Segment Start: EXERCISE DATA

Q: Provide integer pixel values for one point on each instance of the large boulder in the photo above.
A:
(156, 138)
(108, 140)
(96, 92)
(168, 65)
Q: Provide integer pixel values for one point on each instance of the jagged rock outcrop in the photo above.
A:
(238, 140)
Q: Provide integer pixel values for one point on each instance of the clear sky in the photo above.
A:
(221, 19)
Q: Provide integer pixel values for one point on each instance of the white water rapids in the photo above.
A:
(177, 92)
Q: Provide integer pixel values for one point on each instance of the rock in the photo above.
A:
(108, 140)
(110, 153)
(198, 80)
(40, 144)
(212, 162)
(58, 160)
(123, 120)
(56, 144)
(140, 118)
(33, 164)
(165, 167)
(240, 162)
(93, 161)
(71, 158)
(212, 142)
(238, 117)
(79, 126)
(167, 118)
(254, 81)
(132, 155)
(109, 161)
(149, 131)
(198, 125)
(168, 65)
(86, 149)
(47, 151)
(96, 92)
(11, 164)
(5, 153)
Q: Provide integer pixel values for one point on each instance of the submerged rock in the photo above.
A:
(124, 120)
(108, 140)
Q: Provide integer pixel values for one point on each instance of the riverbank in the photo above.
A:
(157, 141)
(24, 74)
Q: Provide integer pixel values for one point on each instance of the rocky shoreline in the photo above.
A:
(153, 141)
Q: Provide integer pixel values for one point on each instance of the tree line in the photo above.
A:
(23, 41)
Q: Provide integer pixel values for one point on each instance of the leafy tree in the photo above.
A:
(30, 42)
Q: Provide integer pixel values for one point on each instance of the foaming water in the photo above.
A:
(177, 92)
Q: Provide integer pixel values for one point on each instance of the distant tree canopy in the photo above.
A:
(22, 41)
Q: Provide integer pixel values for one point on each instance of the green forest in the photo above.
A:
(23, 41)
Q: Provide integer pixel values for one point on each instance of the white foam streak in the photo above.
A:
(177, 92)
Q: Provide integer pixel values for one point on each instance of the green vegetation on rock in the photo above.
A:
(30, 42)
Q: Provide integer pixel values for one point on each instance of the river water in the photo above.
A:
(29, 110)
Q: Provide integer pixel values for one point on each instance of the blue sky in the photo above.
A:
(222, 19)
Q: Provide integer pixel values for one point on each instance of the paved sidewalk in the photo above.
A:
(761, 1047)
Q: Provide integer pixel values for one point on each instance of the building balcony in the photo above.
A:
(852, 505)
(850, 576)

Segment End: EXERCISE DATA

> INSTRUCTIONS TO FOLLOW
Transcribe all of the material above so that it matches the source exactly.

> ANSWER SPACE
Q: Provide integer pixel values for one point on each instance of the large boulder in the photo above.
A:
(156, 138)
(108, 140)
(96, 92)
(168, 65)
Q: Provide integer pixel values for one point on each instance of the jagged rock outcrop in the photo above.
A:
(238, 140)
Q: Provide integer pixel values for one point on each instance of the clear sky in the photo above.
A:
(221, 19)
Q: Provide integer pixel values for one point on each instance of the white water rapids in the photo above.
A:
(177, 92)
Q: Provide integer pixel values for one point on each instance of the rock in the photo above.
A:
(108, 140)
(110, 153)
(198, 80)
(40, 144)
(212, 162)
(58, 160)
(123, 120)
(56, 144)
(140, 118)
(33, 164)
(165, 167)
(240, 162)
(93, 161)
(71, 158)
(212, 142)
(238, 117)
(79, 126)
(167, 118)
(254, 81)
(132, 155)
(109, 161)
(149, 131)
(198, 125)
(168, 65)
(86, 149)
(47, 151)
(96, 92)
(11, 164)
(5, 153)
Q: Provide integer pixel values for one point on each instance of the submerged rock in the photo above.
A:
(124, 120)
(108, 140)
Q: Provide integer pixel values for one point on each instance of the riverbank in the photo above.
A:
(157, 141)
(24, 74)
Q: Provide integer pixel values for one point on each instance of the rocky shoreline in the photo above.
A:
(153, 141)
Q: Provide integer pixel values for one point on each instance of the tree line in the photo above.
A:
(23, 41)
Q: Provide integer pixel values for one point on each instance of the leafy tree in the photo above.
A:
(30, 42)
Q: Provide integer pixel values for one point on each instance of the foaming water in the photo above.
A:
(177, 92)
Q: Provide integer pixel values for one point on each instance of the distant tree canopy in the photo above.
A:
(22, 41)
Q: Provide integer pixel values for one point on each instance of the green forest in the photo above.
A:
(23, 41)
Q: Provide integer pixel values for one point on each instance of the white foam streak in the photo above.
A:
(177, 92)
Q: Provide integer pixel values for one point on each instance of the green vegetation on rock in the photo above.
A:
(30, 42)
Q: Provide integer pixel values for one point on each instance of the river water in the photo above.
A:
(29, 110)
Q: Provide integer pixel values for one point on each instance of the blue sky in the photo above.
A:
(222, 19)
Q: Provide integer pixel values for one point on each instance of the paved sidewalk in the photo above.
A:
(761, 1047)
Q: Provide integer pixel values for one point on each instance of the building balcony in the photo above.
A:
(852, 505)
(850, 576)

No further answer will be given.